• Selected extract

I had a call earlier from a gentleman with an Indian accent who claimed to be calling from BT Openreach and said there was a problem with my internet. I had not experienced any difficulties lately so I asked him what the nature of the problem was. He said he had been receiving error measures concerning my connection which resulted from it having been changed from a private to a public network. Although I am not really qualified to comment on the credibility of this claim I was not convinced and told him that this sounded like a load of bollocks and he hung up on me.
I have since been wondering whether my profanity was justified. I’m pretty sure it was a scam call but I suspect the caller may only have been a minion serving some higher villainy, possibly on a zero hours contract and/or minimal commission while attempting to support an extended family, although I’m not really familiar with the hierachy within the scamming community.
(I did have a call some weeks ago from another potential scammer offering to arrange my covid vaccination in exchange for a fee. I was extremely rude to this one and I’m not sorry for that.)

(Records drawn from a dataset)
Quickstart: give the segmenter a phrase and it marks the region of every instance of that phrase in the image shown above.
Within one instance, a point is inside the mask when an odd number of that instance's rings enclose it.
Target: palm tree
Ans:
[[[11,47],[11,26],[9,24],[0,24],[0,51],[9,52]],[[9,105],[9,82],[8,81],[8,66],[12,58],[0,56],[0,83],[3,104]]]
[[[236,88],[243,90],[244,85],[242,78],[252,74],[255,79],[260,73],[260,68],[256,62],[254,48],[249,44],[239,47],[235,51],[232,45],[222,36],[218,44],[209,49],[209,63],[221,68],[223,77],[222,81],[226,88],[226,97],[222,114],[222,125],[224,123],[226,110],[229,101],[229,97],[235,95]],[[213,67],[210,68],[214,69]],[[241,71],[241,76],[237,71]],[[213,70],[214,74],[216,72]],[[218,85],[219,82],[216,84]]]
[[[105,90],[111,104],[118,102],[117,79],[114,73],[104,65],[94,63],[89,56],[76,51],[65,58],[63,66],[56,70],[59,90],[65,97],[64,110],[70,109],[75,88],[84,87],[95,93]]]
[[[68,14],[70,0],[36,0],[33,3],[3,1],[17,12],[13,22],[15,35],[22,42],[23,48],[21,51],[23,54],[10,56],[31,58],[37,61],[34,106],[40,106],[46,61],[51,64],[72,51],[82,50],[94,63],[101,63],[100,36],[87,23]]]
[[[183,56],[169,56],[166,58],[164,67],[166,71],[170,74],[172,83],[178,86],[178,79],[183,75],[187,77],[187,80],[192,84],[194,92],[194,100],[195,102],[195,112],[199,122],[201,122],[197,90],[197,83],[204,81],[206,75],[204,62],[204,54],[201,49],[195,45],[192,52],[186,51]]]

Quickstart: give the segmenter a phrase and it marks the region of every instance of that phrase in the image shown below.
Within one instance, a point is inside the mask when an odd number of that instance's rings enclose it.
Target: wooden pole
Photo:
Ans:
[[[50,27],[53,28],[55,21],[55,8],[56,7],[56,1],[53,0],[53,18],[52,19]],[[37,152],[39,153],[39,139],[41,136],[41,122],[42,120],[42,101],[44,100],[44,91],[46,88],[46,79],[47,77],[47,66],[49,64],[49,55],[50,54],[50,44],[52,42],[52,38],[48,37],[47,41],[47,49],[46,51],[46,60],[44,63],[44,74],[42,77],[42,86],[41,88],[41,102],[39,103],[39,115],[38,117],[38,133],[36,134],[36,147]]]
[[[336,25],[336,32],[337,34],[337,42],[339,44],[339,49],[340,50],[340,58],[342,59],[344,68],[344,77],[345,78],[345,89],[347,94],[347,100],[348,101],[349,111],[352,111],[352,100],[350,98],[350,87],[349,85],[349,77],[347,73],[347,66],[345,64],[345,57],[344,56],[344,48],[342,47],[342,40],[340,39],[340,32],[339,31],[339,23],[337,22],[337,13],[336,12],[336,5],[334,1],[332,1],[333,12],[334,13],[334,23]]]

• Tasks
A - Decide whether each statement agrees with the text about the scam call, answering yes or no and quoting the deciding words: (i) The caller claimed to be calling from BT Openreach. (ii) The writer had been having internet difficulties lately. (iii) The writer is sorry for being rude to the caller who offered a covid vaccination.
B - In the text about the scam call, what did the caller from some weeks earlier offer to arrange for a fee?
C - Reproduce the text about the scam call between "I had a call" and "hung up on me.", inclusive, substituting "broadband" for "internet".

• Answers to the exercises
A -
(i) Yes: "claimed to be calling from BT Openreach"
(ii) No: "I had not experienced any difficulties lately"
(iii) No: "I was extremely rude to this one and I’m not sorry for that."

B - The writer's covid vaccination.

C -
I had a call earlier from a gentleman with an Indian accent who claimed to be calling from BT Openreach and said there was a problem with my broadband. I had not experienced any difficulties lately so I asked him what the nature of the problem was. He said he had been receiving error measures concerning my connection which resulted from it having been changed from a private to a public network. Although I am not really qualified to comment on the credibility of this claim I was not convinced and told him that this sounded like a load of bollocks and he hung up on me.